Your goal: Give back, unchanged, the line containing "ok so I need the box for the dirt" and every line after it up to the end of the listing.

Information given:
☆ ☆ ☆ ☆ ☆ ☆ ☆

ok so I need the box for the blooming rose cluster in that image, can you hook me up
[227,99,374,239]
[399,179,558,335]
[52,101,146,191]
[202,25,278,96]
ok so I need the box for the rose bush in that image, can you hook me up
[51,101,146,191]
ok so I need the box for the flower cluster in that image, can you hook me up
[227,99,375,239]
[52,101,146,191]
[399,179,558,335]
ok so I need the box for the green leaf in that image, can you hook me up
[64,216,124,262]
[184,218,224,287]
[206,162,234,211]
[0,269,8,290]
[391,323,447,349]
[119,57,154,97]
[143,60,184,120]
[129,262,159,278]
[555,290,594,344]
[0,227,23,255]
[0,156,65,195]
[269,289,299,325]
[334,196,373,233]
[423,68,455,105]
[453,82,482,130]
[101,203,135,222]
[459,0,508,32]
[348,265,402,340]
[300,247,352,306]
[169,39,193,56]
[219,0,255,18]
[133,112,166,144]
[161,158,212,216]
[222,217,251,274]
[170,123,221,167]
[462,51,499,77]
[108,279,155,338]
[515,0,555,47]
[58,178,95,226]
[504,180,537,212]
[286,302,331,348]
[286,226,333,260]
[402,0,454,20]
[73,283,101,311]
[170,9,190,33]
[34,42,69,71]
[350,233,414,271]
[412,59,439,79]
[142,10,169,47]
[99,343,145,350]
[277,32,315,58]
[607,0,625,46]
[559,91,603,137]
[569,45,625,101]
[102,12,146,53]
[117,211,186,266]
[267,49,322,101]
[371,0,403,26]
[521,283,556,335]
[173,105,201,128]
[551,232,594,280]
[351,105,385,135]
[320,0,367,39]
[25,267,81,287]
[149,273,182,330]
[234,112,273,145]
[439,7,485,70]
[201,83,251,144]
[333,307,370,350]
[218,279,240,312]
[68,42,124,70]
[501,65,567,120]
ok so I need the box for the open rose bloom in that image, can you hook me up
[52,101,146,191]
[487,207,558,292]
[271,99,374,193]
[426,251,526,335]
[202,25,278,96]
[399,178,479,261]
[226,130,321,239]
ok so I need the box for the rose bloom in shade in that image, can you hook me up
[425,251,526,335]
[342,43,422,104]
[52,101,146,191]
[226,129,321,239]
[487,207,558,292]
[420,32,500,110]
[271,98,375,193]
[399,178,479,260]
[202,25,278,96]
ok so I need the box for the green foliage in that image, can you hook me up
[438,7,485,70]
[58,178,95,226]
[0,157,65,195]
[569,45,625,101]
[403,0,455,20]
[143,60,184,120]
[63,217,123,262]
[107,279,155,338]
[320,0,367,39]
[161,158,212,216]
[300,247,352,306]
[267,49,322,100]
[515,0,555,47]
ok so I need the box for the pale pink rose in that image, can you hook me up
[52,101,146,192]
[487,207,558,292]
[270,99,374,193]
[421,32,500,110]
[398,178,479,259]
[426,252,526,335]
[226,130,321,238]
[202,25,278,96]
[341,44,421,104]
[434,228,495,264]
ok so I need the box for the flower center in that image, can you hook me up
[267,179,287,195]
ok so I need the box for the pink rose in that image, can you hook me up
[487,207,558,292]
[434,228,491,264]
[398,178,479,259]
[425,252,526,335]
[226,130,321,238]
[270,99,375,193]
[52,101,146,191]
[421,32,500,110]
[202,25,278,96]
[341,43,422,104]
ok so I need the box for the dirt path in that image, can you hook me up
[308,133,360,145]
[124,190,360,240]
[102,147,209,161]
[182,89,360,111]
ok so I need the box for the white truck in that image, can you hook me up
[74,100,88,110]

☆ ☆ ☆ ☆ ☆ ☆ ☆

Solution to the problem:
ok so I need the box for the dirt path in that image, can you hook me up
[308,133,360,145]
[124,190,360,240]
[102,147,209,161]
[182,89,360,111]
ok so I need the box for the white truck in that image, can you hook me up
[74,100,88,110]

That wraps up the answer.